● **WORK REQUIRED**: Format each line of the data below as a JSON list of strings, one string per line, and leave out any blank lines.

A run of records
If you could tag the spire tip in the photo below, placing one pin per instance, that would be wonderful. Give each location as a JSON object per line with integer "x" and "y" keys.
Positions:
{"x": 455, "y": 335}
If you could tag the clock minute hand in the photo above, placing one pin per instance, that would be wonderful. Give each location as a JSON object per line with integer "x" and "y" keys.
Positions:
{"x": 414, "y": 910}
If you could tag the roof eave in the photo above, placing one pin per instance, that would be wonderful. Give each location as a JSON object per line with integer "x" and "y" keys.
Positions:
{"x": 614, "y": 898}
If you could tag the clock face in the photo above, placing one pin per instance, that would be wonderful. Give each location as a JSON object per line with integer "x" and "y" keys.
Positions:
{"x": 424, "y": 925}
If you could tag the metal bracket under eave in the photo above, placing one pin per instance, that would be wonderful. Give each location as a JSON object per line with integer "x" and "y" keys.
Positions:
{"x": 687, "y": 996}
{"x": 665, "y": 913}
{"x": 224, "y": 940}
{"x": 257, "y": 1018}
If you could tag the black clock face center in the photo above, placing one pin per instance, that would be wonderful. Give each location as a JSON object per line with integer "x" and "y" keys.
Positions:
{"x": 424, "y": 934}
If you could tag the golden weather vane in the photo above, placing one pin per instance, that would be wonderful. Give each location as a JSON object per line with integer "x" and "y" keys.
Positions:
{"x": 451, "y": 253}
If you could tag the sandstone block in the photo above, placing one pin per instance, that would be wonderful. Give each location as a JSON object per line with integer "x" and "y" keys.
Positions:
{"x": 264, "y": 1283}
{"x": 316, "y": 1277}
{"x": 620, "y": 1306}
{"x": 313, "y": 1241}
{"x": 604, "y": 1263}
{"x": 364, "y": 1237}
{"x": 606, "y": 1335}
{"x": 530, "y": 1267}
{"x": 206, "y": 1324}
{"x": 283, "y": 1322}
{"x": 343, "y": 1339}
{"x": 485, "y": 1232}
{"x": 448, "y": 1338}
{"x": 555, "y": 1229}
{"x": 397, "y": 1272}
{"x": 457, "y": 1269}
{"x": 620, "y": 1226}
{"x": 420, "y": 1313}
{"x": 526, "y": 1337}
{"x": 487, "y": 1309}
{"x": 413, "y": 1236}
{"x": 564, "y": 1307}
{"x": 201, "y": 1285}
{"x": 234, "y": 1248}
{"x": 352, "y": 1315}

● **EXPECTED ANSWER**:
[
  "If you could tag the spire tip in the photo below, placing one pin per instance, that would be wonderful. Give each location as a JSON object per line with integer \"x\" and \"y\" keys.",
  "Positions:",
  "{\"x\": 455, \"y\": 335}",
  "If you could tag the clock minute hand in the photo above, placing one pin per instance, that would be wonderful. Give each location as a JSON object per line with integer \"x\" and \"y\" keys.",
  "Positions:",
  "{\"x\": 414, \"y\": 910}",
  "If you could tag the roof eave in the photo above, placing one pin per instance, that would be wonderful. Give each location as a JSON object per line with integer \"x\" and \"y\" keys.",
  "Positions:",
  "{\"x\": 614, \"y\": 898}",
  "If you could tag the clock face in the photo above, placing one pin per instance, that would be wonderful. Give each location as a JSON object per line with integer \"x\" and \"y\" keys.",
  "Positions:",
  "{\"x\": 424, \"y\": 925}",
  "If you could tag the metal bracket under eave in the photo above, placing one pin per instance, that would be wonderful. Give each location as a JSON object per line with integer \"x\" and \"y\" keys.",
  "Positions:",
  "{\"x\": 687, \"y\": 996}",
  "{\"x\": 665, \"y\": 913}",
  "{\"x\": 224, \"y\": 940}",
  "{\"x\": 257, \"y\": 1018}",
  "If you could tag the black clock face center in the photo above, placing one pin per instance, that would be wonderful. Give each location as a JSON object per line with integer \"x\" and \"y\" keys.",
  "Positions:",
  "{\"x\": 424, \"y\": 934}",
  "If you could tag the golden weather vane in the photo above, placing one pin per instance, that would be wonderful. Give each location as a JSON object per line with integer \"x\" and \"y\" keys.",
  "Positions:",
  "{\"x\": 451, \"y\": 253}",
  "If you could tag the sandstone block in the photo above, placing one pin per instance, that would be wonderful. Give each location as a JSON object per line with integer \"x\" and \"y\" keys.",
  "Positions:",
  "{\"x\": 264, \"y\": 1283}",
  "{\"x\": 316, \"y\": 1277}",
  "{\"x\": 620, \"y\": 1306}",
  "{\"x\": 313, \"y\": 1241}",
  "{\"x\": 604, \"y\": 1263}",
  "{\"x\": 364, \"y\": 1237}",
  "{\"x\": 606, \"y\": 1335}",
  "{\"x\": 530, \"y\": 1267}",
  "{\"x\": 206, \"y\": 1324}",
  "{\"x\": 283, \"y\": 1322}",
  "{\"x\": 343, \"y\": 1339}",
  "{\"x\": 485, \"y\": 1232}",
  "{\"x\": 448, \"y\": 1338}",
  "{\"x\": 555, \"y\": 1229}",
  "{\"x\": 397, \"y\": 1272}",
  "{\"x\": 457, \"y\": 1269}",
  "{\"x\": 620, \"y\": 1226}",
  "{\"x\": 420, \"y\": 1313}",
  "{\"x\": 526, \"y\": 1337}",
  "{\"x\": 487, \"y\": 1309}",
  "{\"x\": 413, \"y\": 1236}",
  "{\"x\": 564, \"y\": 1307}",
  "{\"x\": 201, \"y\": 1285}",
  "{\"x\": 234, \"y\": 1248}",
  "{\"x\": 352, \"y\": 1315}"
]